● **What is needed**
Extract all of the entries and set them down verbatim.

═════ Data for processing

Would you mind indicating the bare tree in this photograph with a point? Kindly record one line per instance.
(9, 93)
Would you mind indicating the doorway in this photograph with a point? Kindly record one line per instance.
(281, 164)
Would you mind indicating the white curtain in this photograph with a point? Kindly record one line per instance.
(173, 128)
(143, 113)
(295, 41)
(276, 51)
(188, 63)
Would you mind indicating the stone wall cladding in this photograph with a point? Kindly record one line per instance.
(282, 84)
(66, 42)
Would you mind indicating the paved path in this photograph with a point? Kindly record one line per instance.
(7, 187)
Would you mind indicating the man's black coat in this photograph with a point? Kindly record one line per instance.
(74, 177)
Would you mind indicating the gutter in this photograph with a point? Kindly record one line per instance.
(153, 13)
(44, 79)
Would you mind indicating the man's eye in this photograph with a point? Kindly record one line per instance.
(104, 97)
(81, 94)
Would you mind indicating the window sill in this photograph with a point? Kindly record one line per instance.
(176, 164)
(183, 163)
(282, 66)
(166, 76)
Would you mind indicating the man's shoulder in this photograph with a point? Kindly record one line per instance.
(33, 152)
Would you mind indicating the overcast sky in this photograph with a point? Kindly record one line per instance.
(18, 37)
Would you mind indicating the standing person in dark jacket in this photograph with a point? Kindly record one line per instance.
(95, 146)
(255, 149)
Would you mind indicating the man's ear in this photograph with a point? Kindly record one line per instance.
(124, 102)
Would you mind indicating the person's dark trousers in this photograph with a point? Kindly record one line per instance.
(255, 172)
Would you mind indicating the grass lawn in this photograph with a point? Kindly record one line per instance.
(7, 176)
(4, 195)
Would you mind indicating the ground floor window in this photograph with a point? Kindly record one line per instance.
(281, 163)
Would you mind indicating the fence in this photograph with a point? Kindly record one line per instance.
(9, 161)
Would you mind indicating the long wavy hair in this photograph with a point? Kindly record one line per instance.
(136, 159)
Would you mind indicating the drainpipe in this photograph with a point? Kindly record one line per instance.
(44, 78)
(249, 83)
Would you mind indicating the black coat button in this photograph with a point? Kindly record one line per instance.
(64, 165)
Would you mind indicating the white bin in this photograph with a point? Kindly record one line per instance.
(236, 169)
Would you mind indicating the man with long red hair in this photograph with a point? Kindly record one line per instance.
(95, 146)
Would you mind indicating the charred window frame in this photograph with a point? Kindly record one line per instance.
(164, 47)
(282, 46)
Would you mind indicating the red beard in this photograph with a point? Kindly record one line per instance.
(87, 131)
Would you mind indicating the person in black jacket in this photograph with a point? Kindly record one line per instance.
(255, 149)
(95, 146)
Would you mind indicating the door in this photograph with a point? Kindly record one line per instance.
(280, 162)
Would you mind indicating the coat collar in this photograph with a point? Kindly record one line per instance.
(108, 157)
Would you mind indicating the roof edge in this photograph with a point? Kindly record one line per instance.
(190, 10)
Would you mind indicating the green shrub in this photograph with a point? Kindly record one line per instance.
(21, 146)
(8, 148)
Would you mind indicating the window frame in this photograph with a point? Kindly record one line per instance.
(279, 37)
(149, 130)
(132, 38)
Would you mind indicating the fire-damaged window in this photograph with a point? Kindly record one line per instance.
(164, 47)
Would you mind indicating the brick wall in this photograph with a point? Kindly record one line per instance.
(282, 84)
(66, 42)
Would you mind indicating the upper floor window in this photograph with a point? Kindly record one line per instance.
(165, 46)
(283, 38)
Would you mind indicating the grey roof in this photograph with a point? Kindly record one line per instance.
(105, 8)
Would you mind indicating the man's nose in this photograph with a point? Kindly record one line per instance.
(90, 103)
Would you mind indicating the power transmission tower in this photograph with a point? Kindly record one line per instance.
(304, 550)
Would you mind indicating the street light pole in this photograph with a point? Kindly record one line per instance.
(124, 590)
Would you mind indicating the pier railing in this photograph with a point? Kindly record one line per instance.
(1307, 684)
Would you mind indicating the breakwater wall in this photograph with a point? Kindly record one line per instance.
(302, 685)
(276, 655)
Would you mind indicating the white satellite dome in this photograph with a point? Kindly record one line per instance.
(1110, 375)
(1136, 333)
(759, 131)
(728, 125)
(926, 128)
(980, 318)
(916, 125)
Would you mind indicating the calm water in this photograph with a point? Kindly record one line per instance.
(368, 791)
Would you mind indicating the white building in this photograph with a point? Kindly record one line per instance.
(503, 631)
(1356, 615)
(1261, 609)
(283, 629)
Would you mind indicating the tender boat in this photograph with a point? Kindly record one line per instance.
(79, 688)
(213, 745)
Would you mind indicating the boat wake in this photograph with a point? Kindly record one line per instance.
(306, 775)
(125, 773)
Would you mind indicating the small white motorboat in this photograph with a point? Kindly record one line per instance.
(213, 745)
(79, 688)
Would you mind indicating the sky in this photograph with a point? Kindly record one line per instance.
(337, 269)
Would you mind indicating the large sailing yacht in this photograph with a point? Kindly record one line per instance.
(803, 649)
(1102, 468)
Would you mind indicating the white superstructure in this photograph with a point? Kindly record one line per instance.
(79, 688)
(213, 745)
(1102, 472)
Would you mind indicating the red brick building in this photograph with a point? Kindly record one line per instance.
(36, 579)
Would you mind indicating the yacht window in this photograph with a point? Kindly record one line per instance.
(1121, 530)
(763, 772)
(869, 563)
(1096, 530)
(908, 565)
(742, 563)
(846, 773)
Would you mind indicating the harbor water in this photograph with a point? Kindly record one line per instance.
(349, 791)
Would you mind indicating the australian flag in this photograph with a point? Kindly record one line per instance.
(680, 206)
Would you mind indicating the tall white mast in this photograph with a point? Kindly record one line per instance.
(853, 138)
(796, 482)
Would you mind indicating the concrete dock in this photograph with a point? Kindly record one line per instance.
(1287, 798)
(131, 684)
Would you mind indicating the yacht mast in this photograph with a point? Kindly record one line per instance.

══════════

● **Response**
Would you mind indicating the bare tree in this photograph with a point? Kindly record one line per instance.
(9, 93)
Would you mind indicating the doorway in this photograph with a point? Kindly record one line per instance.
(281, 164)
Would you mind indicating the white curtain in this photograph with a point? Kindly record one line per instance.
(173, 128)
(143, 113)
(295, 41)
(276, 51)
(188, 63)
Would you mind indicating the stone wall cladding in this photograph with a point? Kindly record one line per instance.
(282, 84)
(66, 42)
Would you mind indicating the paved path in this photograph with a point? Kindly record one line per instance.
(7, 187)
Would you mind indicating the man's black coat in this photograph with a point? Kindly record one line per instance.
(74, 177)
Would you mind indicating the gutter in this photograph with a point? Kindly record one line per instance.
(153, 13)
(44, 79)
Would you mind indicating the man's eye in this photograph with a point? Kindly record one line per instance.
(104, 97)
(81, 94)
Would you mind indicating the window sill in this photograph with a point? Kindly record one line per instance.
(176, 164)
(183, 163)
(282, 66)
(166, 76)
Would you mind indicating the man's shoulder in this photograph with a point? Kindly record one line per instance.
(33, 152)
Would you mind indicating the overcast sky in this photograph with a point? Kindly record one line per instance.
(18, 37)
Would you mind indicating the standing person in dark jacket in this photograph with a point? Kindly record one line per instance.
(95, 146)
(255, 149)
Would you mind indicating the man's ear in this photograph with a point? Kindly record one line per instance.
(124, 102)
Would you mind indicating the person's dark trousers in this photograph with a point? Kindly record one line per instance.
(255, 172)
Would you mind indicating the grass lawn in this photograph with a point? Kindly record one line per instance.
(7, 176)
(4, 195)
Would you mind indicating the ground floor window in this photograph with a point? Kindly record one line per instance.
(281, 163)
Would you mind indicating the fence in this photograph with a point? Kindly record one line per instance.
(9, 161)
Would you mind indicating the long wavy hair in this photograph with a point? Kindly record one line per instance.
(136, 159)
Would you mind indicating the drainpipe in this photograph with a point? Kindly record one line per instance.
(44, 78)
(249, 83)
Would you mind indicating the black coat button in this photograph with a point? Kindly record one line per instance.
(64, 165)
Would you mind indicating the white bin in this photograph with a point? Kindly record one line per instance.
(236, 169)
Would you mind indicating the man with long red hair in this photograph with a point? Kindly record one line per instance.
(95, 146)
Would you mind indicating the charred window frame in this photograph with a point? Kindly record one line per instance.
(164, 47)
(282, 46)
Would you mind indicating the red beard in this photograph with a point? Kindly record one line per instance.
(87, 131)
Would you mind indicating the person in black jacket in this photograph with a point? Kindly record one line per instance.
(255, 149)
(95, 146)
Would you mind indicating the door in this photograph with a point? Kindly record one line per instance.
(280, 162)
Would you mind indicating the coat collar in this photograph with a point? Kindly record one line per instance.
(108, 157)
Would you mind indicating the roof edge in this photograph with a point? Kindly record one line per instance.
(190, 10)
Would you mind indicating the green shrub in this photograph with a point? Kindly record one line per instance.
(21, 146)
(8, 148)
Would you mind indicating the window frame in this photograph with a point? Kindly record one line per instance.
(279, 37)
(149, 130)
(132, 38)
Would you mind indicating the fire-damaged window in this photograph with a point? Kindly record one line per instance.
(164, 47)
Would you mind indicating the brick wall in this photograph with a point? Kindly record one line per instance.
(282, 84)
(66, 42)
Would you mind indicating the upper floor window in this photograph with a point? Kindly record one line per instance.
(165, 46)
(283, 38)
Would you mind indicating the grey roof in this photograph with a point? Kindly record one line per instance.
(105, 8)
Would you mind indicating the man's nose in this photograph with a point? Kindly record one line per instance.
(90, 103)
Would you mind indicating the power transmission tower in this photograph with a point? Kindly record one line per instance.
(304, 550)
Would you mind indicating the street light pole in this photograph with a point? Kindly record one line per instance.
(124, 590)
Would you mind indicating the pier railing in this photograph with a point? Kindly record one line per instance.
(1307, 684)
Would you mind indicating the breakwater wall in this photograph with a point? Kindly record one line per instance.
(302, 685)
(276, 655)
Would you mind indicating the white satellite dome in this photograph with a point? Kindly record one line per instance.
(1110, 375)
(1136, 333)
(759, 131)
(728, 125)
(926, 128)
(980, 318)
(916, 125)
Would you mind indicating the calm water in this photograph with a point? Kindly record one line per instance.
(368, 791)
Would you mind indicating the white building in this photograph with a point? Kindly record one line per instance.
(503, 631)
(1356, 615)
(1261, 609)
(283, 629)
Would you mind indicating the tender boat in this photograph with a point? Kindly record one line per instance.
(79, 688)
(213, 745)
Would you mind indicating the boat wake in this photograph with a point? Kindly record one line per instance.
(306, 775)
(125, 773)
Would you mind indicating the small white motorboat in this photograph with a point? Kindly record one line per instance.
(213, 745)
(79, 688)
Would you mind indicating the sky in this photograph with a point? Kindly record one line per instance.
(337, 269)
Would you mind indicating the large sailing yacht in this photograph with a point? Kindly record one line per instance.
(803, 649)
(1102, 468)
Would you mind indicating the white superstructure in this photograph with a point? Kindly record one line per instance.
(79, 688)
(213, 745)
(1102, 472)
Would you mind indicating the red brick building in this photograph with a point? Kindly record one line per instance.
(36, 579)
Would you mind indicating the yacht window in this photograph with a point? Kindly record one line per instance.
(1121, 530)
(763, 772)
(869, 563)
(1096, 530)
(908, 565)
(742, 563)
(846, 773)
Would you mind indicating the harbor water in this photograph with a point? Kindly record one line per instance.
(349, 791)
Would you mind indicating the australian flag in this photograph with a point? Kindly record one line per instance.
(680, 206)
Would you mind indicating the tall white mast in this photograph with a point? Kindly record one line per instance.
(853, 138)
(796, 482)
Would you mind indicating the concrete dock in this photograph with a point? Kindly record one line per instance.
(1287, 798)
(131, 684)
Would you mind indicating the yacht mast in this photograph with a point? Kindly record one line per instance.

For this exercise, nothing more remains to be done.